> **WORK TO DO**
Rewrite the entries as a numbered list with any blank lines dropped, beginning at the line that contains "Final verification step: confirm the presence of white megaphone" and stopping after the line that contains "[465,158,596,530]". Include only those lines.

-=-=-

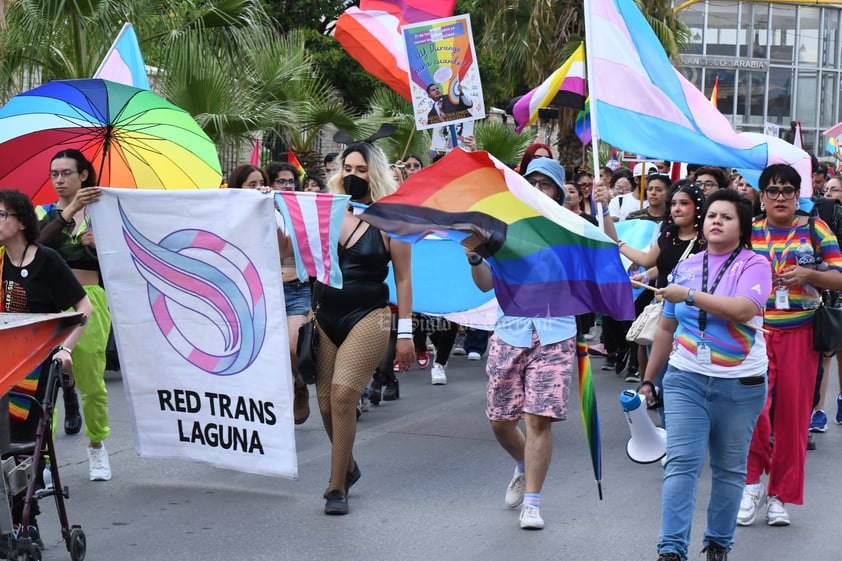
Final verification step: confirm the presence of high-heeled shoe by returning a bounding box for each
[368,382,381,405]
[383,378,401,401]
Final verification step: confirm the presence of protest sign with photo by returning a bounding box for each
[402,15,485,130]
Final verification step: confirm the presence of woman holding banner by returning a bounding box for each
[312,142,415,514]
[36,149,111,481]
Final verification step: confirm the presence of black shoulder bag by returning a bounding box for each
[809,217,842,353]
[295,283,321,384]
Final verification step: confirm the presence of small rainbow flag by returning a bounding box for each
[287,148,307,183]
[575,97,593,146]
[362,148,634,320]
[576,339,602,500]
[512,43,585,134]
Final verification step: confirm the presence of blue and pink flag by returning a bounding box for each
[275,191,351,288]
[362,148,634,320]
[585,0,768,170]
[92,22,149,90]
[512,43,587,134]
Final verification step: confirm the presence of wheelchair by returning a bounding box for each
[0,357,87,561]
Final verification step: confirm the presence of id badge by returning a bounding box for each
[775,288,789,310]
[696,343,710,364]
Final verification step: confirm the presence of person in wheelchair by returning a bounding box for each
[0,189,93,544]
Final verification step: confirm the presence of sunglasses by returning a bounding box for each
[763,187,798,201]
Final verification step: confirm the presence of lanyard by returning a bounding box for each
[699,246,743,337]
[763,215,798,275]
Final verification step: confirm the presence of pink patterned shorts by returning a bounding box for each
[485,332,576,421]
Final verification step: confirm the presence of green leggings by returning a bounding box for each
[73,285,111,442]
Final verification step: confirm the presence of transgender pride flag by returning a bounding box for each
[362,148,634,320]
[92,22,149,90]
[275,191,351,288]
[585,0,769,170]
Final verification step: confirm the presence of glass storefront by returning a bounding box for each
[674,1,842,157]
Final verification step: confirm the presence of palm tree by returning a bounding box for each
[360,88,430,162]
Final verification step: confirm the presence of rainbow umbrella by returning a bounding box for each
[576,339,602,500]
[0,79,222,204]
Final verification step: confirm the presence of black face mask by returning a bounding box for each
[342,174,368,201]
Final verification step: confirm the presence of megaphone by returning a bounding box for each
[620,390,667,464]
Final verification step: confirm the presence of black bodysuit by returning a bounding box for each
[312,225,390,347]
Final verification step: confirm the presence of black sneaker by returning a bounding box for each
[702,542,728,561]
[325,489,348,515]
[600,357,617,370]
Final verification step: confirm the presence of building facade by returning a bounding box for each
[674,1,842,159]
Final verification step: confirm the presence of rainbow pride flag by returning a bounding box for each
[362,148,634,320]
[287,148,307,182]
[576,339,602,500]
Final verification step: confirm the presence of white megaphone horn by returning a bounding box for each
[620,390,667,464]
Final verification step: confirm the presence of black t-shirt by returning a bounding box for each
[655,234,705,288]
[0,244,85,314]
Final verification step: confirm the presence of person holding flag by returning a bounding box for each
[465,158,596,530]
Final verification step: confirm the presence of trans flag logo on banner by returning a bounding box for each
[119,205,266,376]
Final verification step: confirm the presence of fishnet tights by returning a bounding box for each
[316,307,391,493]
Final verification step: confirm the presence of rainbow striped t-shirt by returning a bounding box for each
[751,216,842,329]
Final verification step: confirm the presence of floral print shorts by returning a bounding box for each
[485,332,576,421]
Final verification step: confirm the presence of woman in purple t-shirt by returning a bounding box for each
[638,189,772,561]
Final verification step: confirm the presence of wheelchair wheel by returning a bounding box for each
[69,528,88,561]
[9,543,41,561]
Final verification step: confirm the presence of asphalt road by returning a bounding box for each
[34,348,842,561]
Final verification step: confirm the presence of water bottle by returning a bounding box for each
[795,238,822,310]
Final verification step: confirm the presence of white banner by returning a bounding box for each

-=-=-

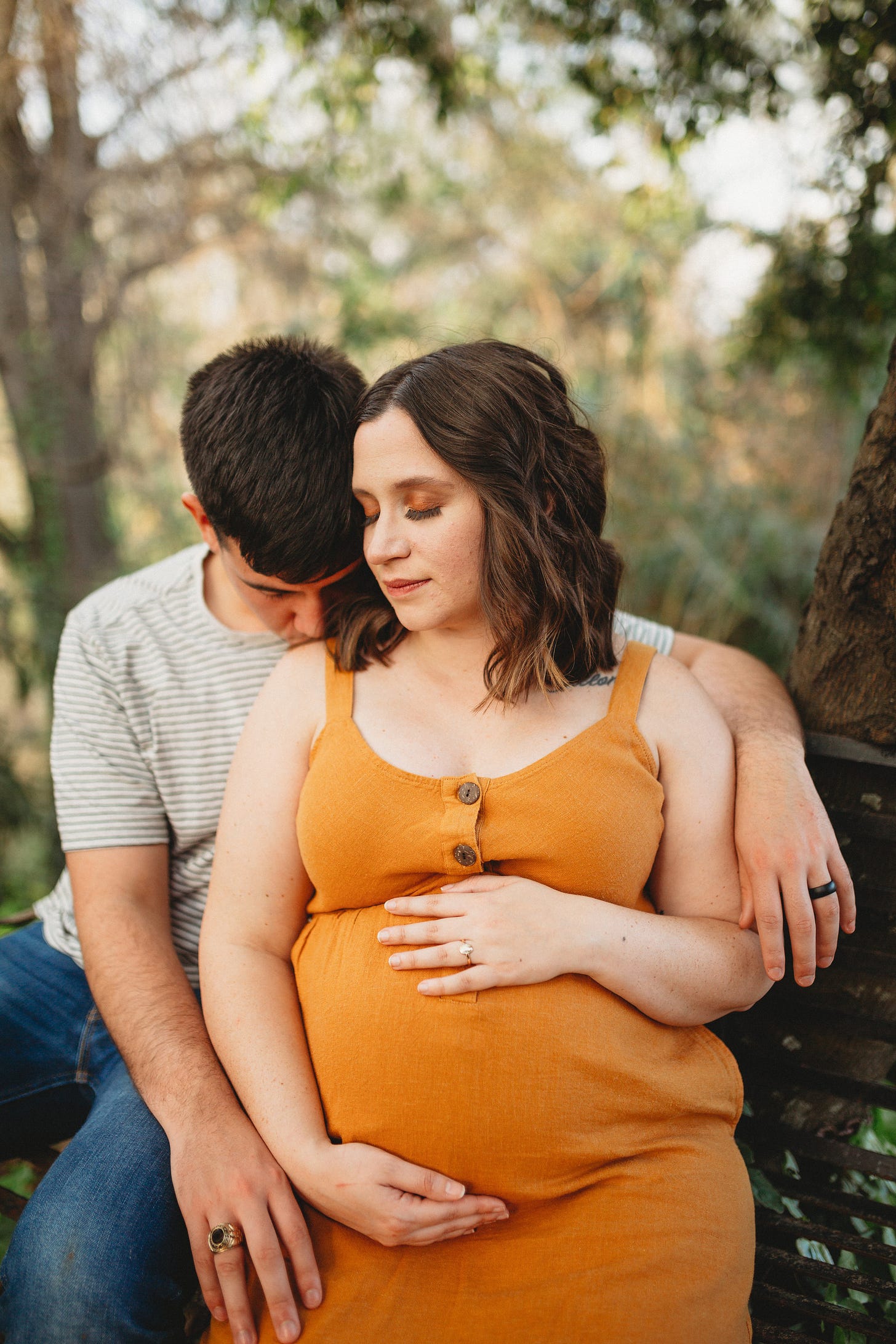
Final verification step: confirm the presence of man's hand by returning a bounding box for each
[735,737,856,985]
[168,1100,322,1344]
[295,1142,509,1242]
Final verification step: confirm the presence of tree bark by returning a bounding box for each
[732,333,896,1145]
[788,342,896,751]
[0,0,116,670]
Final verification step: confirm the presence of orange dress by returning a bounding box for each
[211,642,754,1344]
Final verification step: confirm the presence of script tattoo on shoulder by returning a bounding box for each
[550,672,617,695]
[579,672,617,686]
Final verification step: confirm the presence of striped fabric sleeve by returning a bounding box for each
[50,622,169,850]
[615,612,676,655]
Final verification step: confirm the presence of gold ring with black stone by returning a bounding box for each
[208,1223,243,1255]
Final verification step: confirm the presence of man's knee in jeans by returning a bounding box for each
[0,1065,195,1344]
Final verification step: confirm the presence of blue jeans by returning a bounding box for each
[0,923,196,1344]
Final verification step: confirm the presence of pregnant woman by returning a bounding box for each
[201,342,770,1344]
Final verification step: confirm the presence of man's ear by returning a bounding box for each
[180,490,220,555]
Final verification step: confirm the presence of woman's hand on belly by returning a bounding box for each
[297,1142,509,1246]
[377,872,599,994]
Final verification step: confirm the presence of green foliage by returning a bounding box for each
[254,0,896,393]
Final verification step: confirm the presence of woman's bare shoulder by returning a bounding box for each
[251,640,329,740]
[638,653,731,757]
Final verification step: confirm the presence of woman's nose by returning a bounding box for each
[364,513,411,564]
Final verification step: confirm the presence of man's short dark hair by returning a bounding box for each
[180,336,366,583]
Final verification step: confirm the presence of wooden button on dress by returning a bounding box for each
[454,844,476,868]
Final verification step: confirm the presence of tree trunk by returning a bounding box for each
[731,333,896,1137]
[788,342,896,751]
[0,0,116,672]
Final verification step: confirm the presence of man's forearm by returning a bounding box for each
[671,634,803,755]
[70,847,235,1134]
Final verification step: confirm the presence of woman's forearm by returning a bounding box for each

-=-=-

> **OUTPUT OF THE EXERCISE**
1. Final verification step: confirm the presence of white megaphone horn by returning a bounding box for each
2. [620,390,667,464]
3. Final verification step: confirm the presence of black t-shirt by returning a bounding box for each
4. [655,234,705,288]
5. [0,244,85,314]
6. Final verification step: confirm the presence of person holding flag by returning a bounding box for each
7. [465,158,596,530]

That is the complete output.